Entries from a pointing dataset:
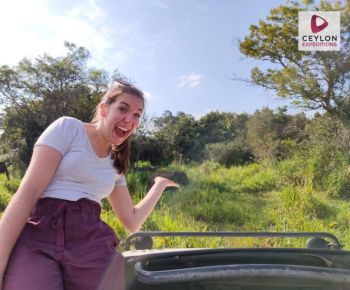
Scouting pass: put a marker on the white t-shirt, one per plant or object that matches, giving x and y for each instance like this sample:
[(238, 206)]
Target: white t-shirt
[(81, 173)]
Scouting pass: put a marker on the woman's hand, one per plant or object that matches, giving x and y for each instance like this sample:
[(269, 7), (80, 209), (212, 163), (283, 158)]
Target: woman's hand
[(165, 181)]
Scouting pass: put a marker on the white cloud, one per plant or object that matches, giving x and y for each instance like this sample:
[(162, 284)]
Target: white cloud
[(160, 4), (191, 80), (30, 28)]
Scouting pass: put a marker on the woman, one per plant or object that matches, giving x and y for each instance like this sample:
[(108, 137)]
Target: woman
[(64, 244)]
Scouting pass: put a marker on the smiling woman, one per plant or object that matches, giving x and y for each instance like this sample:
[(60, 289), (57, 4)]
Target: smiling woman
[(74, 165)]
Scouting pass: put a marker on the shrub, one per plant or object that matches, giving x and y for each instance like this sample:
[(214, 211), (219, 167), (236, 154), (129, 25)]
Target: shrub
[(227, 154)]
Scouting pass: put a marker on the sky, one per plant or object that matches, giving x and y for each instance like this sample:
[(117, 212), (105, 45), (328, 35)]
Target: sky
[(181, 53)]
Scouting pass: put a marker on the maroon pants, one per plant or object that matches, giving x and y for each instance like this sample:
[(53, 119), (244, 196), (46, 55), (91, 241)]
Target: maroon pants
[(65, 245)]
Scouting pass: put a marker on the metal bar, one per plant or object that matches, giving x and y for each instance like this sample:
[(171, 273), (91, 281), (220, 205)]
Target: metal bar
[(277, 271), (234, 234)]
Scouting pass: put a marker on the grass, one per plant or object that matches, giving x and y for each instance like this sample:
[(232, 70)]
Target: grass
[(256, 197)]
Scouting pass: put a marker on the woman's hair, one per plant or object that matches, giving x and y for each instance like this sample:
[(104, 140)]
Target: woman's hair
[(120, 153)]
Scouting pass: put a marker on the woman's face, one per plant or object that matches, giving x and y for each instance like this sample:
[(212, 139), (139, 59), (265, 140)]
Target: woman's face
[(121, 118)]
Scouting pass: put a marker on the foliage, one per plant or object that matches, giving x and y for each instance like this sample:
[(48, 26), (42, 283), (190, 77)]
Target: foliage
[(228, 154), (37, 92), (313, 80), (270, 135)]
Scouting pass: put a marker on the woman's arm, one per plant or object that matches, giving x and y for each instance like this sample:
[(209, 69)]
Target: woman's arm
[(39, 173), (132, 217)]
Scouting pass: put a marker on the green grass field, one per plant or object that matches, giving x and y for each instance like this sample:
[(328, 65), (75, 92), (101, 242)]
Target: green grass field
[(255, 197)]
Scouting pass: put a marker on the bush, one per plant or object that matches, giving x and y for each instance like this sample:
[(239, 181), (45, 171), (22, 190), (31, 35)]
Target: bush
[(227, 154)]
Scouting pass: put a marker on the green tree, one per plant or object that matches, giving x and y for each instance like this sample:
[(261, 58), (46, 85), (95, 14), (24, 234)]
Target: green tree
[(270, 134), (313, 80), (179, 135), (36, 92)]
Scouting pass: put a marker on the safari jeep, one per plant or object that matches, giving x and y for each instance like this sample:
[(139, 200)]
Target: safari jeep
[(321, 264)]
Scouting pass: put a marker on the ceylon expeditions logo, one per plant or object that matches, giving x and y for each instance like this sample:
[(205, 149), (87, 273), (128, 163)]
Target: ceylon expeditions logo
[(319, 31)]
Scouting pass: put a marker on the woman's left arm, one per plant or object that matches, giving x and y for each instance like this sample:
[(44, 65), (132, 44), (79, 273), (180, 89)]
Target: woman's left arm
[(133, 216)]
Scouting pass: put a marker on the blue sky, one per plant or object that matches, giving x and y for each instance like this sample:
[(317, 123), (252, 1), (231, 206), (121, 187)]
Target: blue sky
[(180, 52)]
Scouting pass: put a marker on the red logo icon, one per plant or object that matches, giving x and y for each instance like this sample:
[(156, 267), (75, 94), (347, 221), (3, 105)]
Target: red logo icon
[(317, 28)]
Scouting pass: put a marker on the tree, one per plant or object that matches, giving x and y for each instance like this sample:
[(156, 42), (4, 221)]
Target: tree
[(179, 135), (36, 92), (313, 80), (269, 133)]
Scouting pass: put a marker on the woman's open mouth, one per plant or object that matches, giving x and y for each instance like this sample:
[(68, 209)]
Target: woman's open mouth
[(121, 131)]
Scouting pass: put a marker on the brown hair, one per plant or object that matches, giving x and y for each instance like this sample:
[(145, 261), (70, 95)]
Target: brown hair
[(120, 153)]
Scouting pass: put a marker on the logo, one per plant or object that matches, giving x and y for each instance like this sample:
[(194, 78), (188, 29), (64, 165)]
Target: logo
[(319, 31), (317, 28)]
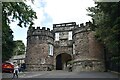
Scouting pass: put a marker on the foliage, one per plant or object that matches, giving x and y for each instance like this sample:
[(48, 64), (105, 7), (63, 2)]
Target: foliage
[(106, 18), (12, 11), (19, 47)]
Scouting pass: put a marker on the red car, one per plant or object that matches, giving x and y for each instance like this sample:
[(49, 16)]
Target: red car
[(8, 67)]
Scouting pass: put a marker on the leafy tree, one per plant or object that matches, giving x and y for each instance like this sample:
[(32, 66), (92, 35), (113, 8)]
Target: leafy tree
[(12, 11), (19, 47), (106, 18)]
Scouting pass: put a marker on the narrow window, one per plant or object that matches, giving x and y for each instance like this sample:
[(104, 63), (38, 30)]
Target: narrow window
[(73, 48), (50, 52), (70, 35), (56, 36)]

GOAL:
Rewrite every line from the start of the listing through the line containing "[(81, 173)]", adding 27 to each coordinate in the answers and leaving all other lines unchanged. Omit the picture line.

OUTPUT OF THE TASK:
Scouting pass: put a marker on the white t-shirt, one per plant or object that matches, giving x and y for each instance like this sample:
[(238, 206)]
Target: white t-shirt
[(108, 200)]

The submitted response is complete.